EXCERPTED TEXT ::
>>

Thus, if one component dominates excessively, e.g., the visual system (phonetic decoding), the student must be brought back into line and taught to base their predictions more on meaning (e.g., pictures or the general scenario of the story) and syntax (e.g., “what would sound right in a book?”). Running records are explicitly intended to reveal these imbalances. So when Calkins defends “Balanced Literacy,” this is presumably the concept of reading she is defending. This approach is, of course, the exact opposite of what children require to become strong decoders, but why even bother to include running records in a program if not to address reading from that perspective?
What makes Calkins’s assertions about the importance of phonics most suspect however, is the fact that her program is directly integrated with the Fountas & Pinnell leveled reading system. It is certainly an improvement that some phonological awareness exercises and phonics assessments are now included along with the other materials, but given the program’s admitted use of the three-cueing system and Calkins’s continued game-playing with her critics, one must seriously wonder whether this is not just window dressing. (Both the current Guidebook and the phonics materials are located in a password-protected section of the TCWRP website, so unforuntately there is no way to tell firsthand; however, it is hard to imagine that the central premises of the program have been radically overhauled since 2014.)
To reiterate: the real question isn’t if phonics is included in the general sense, but whether it’s 1) presented in an explicit, systematic way; and 2) reinforced rather than undermined by the other elements of a program.
That is why legitimate structured literacy programs rely on decodable texts—books that include only sound-letter patterns that have already been taught, so that children can practice what they’ve learned without getting distracted by things they haven’t. But as Karen Vaites of Eduvaites points out:
Neither Reading Workshop Units of Study nor the new [Calkins] phonics program come with a set of decodable readers. Recent calls to Heinemann suggest that this remains unchanged; Heinmann representatives are neither aware of decodables coming soon, nor do they recommend purchase of Ready Readers. So schools buying Caklins’s program for 2019-20 will not get a component that everyone agrees is important, including Calkins.
Regardless of what Calkins purports to agree with, the reality is that her program is still explicitly aligned with leveled readers, which are by definition not decodable. And children who attempt to read words with sound-letter patterns they have not yet learned will almost invariably fall back on other textual features, like pictures, or make semi-random associations based on their personal experiences. Essentially, then, they are coerced into using something that looks an awful lot like the three-cueing system, regardless of whether their teachers explicitly endorse it or whether they are being given phonics instruction as well.
And that is the real problem here: when ineffective methods are tacked onto effective ones (or vice versa) for the sake of “balance,” the effective ones tend to get canceled out. It’s obviously a positive development that the recent surge of interest in the science of reading has put serious pressure on Calkins and TCRWP for what is presumably the first time, but real change isn’t just a matter of adding a few worksheets or sticking on a new label. Decodable readers would be a good start—but given that a truly phonetic approach runs counter to Calkins’s belief that “excessive” reliance on any one aspect of the three-cueing system should be discouraged, that is unlikely to happen anytime soon. It will take much, much more pressure to bring about this degree of change. It is up to the people who have done the research to try to explain to school administrators, and school boards, and districts exactly what is involved. But if nothing else, scrapping running records entirely and replacing them with more productive forms of diagnosis and assessment would be a good first step.

<<

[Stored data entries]
>>

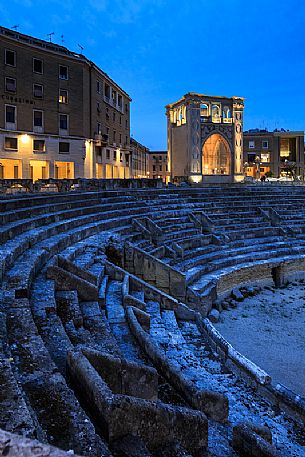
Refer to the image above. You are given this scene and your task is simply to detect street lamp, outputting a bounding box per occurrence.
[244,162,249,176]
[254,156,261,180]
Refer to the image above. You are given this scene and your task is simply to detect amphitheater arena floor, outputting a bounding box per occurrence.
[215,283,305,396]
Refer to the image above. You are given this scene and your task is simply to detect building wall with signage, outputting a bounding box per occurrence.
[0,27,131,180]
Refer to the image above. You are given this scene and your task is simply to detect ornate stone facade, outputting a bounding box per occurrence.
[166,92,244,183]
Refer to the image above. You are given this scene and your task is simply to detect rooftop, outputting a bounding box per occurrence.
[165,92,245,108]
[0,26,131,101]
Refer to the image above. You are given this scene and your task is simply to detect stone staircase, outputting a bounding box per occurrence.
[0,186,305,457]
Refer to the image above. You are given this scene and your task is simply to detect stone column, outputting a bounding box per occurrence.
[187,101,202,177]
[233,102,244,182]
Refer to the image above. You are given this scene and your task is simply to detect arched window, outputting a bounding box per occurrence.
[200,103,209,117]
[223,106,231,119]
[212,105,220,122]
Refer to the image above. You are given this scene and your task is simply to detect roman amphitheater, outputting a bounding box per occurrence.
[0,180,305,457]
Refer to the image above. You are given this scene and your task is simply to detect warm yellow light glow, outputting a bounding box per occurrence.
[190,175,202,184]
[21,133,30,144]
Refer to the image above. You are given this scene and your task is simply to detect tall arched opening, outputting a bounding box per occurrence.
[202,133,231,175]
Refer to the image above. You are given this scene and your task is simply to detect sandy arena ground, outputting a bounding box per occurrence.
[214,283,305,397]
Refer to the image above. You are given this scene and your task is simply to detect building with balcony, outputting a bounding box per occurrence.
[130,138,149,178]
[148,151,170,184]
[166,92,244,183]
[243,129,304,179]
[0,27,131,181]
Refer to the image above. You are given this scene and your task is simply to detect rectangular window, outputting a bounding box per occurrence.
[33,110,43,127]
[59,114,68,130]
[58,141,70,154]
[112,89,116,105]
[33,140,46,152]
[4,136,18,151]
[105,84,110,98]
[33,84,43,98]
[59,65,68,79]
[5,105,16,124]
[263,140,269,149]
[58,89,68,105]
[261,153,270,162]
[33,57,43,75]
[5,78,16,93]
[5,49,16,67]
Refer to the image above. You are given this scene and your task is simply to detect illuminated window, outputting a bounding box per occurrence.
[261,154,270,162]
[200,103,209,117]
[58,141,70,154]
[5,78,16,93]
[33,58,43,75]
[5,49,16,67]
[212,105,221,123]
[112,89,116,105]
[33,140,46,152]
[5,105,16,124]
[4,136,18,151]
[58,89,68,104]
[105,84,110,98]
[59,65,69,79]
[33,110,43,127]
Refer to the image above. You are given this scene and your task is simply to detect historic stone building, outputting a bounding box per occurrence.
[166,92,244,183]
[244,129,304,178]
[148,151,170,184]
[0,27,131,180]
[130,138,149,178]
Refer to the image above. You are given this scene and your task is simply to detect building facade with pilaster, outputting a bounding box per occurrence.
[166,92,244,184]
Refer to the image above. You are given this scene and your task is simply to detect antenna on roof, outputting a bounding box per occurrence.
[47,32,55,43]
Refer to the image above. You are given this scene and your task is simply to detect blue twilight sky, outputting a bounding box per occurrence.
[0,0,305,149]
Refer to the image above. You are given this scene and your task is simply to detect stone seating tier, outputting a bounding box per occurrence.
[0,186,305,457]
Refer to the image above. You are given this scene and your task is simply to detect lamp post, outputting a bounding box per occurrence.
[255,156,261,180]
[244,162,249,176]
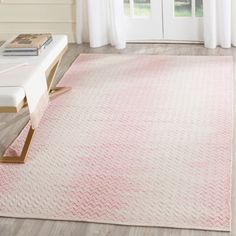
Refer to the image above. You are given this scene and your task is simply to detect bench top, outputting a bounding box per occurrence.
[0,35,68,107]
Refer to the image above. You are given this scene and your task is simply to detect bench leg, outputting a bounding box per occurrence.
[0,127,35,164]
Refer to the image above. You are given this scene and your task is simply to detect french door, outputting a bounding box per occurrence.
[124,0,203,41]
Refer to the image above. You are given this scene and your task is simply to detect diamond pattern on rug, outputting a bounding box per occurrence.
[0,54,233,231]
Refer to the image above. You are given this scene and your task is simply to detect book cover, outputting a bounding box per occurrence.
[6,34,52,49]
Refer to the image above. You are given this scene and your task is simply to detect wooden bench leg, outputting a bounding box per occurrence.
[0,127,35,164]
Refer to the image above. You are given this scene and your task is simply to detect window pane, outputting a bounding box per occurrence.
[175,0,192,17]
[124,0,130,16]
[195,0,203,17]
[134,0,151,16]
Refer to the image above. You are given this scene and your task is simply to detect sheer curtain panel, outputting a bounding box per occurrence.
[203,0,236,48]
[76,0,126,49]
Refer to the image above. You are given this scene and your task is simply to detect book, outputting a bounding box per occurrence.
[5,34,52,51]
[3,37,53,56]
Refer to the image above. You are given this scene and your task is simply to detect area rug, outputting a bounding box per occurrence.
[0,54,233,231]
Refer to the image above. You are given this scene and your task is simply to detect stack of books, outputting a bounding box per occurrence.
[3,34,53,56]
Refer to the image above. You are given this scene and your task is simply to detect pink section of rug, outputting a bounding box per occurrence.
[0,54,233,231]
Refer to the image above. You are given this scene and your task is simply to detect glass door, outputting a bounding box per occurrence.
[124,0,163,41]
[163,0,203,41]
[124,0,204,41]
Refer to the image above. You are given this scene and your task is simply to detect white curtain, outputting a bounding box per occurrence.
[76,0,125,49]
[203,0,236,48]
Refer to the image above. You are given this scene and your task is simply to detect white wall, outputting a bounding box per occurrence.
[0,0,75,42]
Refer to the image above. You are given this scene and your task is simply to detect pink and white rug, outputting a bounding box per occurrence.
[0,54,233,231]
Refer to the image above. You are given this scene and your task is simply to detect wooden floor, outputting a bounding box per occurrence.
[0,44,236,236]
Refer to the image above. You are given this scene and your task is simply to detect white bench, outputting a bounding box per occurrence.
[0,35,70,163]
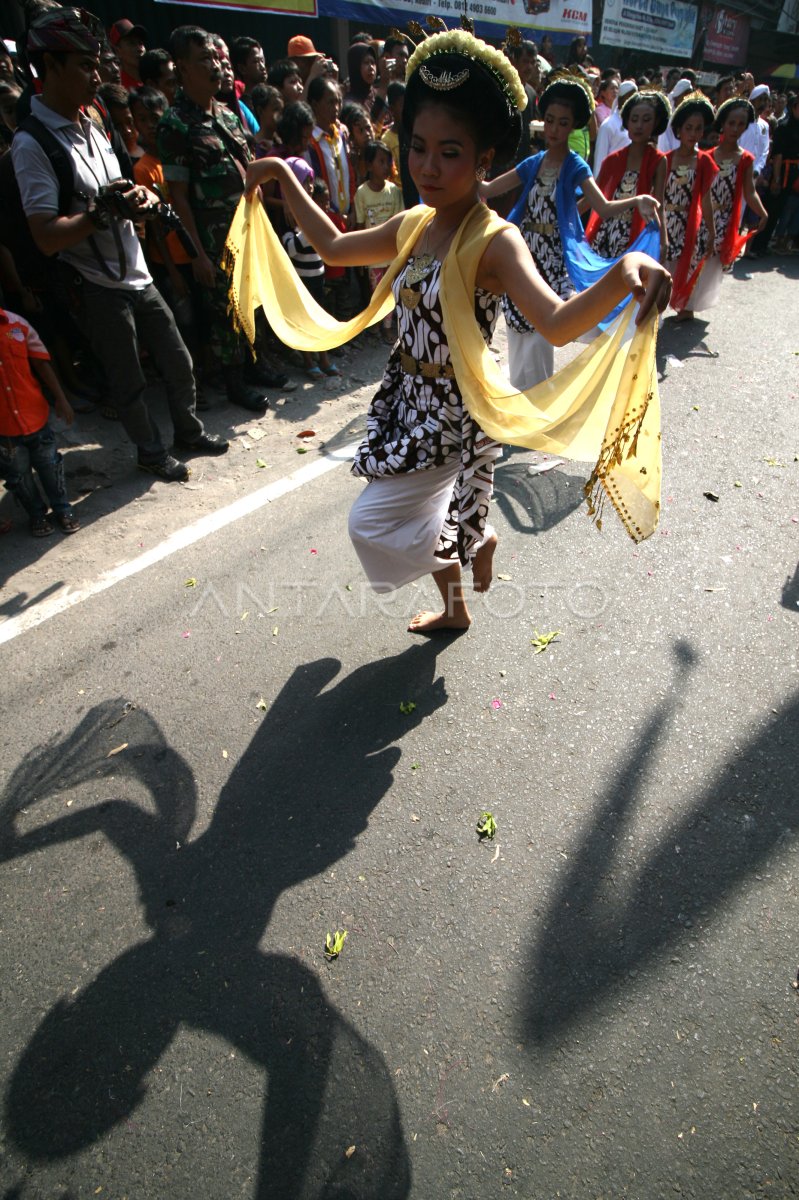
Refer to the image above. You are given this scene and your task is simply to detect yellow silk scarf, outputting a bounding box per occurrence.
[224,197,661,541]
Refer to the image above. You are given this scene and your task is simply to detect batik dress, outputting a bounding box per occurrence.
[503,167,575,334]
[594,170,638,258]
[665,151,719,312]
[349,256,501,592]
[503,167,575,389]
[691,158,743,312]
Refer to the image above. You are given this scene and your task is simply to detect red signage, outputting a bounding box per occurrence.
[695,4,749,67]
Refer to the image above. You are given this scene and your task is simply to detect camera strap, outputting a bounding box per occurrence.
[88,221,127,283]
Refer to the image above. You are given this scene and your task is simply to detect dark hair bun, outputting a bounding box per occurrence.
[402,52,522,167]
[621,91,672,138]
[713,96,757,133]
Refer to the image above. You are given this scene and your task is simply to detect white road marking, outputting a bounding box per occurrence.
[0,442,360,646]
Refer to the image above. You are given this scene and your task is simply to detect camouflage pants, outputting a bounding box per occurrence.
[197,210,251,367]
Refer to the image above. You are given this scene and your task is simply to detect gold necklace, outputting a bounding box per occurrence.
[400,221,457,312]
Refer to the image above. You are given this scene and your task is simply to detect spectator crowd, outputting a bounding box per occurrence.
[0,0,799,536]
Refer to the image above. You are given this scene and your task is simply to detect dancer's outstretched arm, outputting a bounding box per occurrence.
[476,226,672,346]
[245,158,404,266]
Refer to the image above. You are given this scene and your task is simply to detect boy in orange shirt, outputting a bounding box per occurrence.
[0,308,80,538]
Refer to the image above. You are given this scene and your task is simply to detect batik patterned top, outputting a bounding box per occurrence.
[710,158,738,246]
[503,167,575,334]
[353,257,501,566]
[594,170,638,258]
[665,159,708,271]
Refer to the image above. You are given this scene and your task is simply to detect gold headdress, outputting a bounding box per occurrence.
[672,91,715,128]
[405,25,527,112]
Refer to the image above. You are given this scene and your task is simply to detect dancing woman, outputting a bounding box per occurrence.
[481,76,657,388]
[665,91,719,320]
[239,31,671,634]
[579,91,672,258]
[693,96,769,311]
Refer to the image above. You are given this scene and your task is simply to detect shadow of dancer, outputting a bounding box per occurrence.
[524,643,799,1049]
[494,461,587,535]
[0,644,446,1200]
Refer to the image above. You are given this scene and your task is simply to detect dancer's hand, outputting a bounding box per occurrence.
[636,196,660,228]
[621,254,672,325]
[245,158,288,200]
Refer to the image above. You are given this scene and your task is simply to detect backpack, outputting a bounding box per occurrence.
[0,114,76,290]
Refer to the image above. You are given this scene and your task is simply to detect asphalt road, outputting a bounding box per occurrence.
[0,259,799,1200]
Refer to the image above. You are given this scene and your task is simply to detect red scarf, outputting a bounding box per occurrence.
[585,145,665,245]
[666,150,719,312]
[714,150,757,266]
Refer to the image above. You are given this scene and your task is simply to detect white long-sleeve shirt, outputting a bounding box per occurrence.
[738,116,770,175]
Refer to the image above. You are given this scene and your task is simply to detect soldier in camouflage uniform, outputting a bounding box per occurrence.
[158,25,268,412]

<<

HOW TO COMPLETE THIS TASK ::
Using the passage on Calkins's reading program, answer each question:
1. Where are the current Guidebook and the phonics materials located?
2. What kind of books do legitimate structured literacy programs rely on?
3. What does the passage call a good first step?
Nothing here draws on the rows.

YOUR RESPONSE ::
1. In a password-protected section of the TCWRP website.
2. Decodable texts, which include only sound-letter patterns that have already been taught.
3. Scrapping running records entirely and replacing them with more productive forms of diagnosis and assessment.